Requirements –
Copy the following rows verbatim, character for character.

>>>

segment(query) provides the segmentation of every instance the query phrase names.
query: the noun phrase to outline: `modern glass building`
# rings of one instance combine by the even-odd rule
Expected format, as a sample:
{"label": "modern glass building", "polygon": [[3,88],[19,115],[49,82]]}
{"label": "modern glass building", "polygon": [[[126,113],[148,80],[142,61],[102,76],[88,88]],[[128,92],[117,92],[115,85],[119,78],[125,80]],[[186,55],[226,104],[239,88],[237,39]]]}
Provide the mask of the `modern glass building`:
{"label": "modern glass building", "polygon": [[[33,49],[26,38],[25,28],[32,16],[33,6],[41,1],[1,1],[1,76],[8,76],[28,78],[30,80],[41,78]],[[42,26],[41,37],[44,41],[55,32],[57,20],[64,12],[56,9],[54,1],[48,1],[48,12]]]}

<<<

The response –
segment(query) provides the segmentation of every instance the query phrase names.
query: the noun phrase to outline: `modern glass building`
# rings of one instance combine by the even-odd rule
Expected format, as a sample:
{"label": "modern glass building", "polygon": [[3,88],[19,115],[49,82]]}
{"label": "modern glass building", "polygon": [[[126,113],[148,80],[142,61],[102,76],[88,88]],[[128,92],[117,92],[115,85],[119,78],[125,80]],[[186,55],[226,104],[239,88],[237,39]]]}
Provide the mask of the `modern glass building`:
{"label": "modern glass building", "polygon": [[[33,49],[26,38],[25,28],[32,16],[33,6],[41,1],[1,1],[1,76],[8,76],[28,78],[30,80],[41,78]],[[42,26],[41,37],[44,41],[55,32],[57,20],[64,12],[56,9],[54,1],[48,1],[48,12]]]}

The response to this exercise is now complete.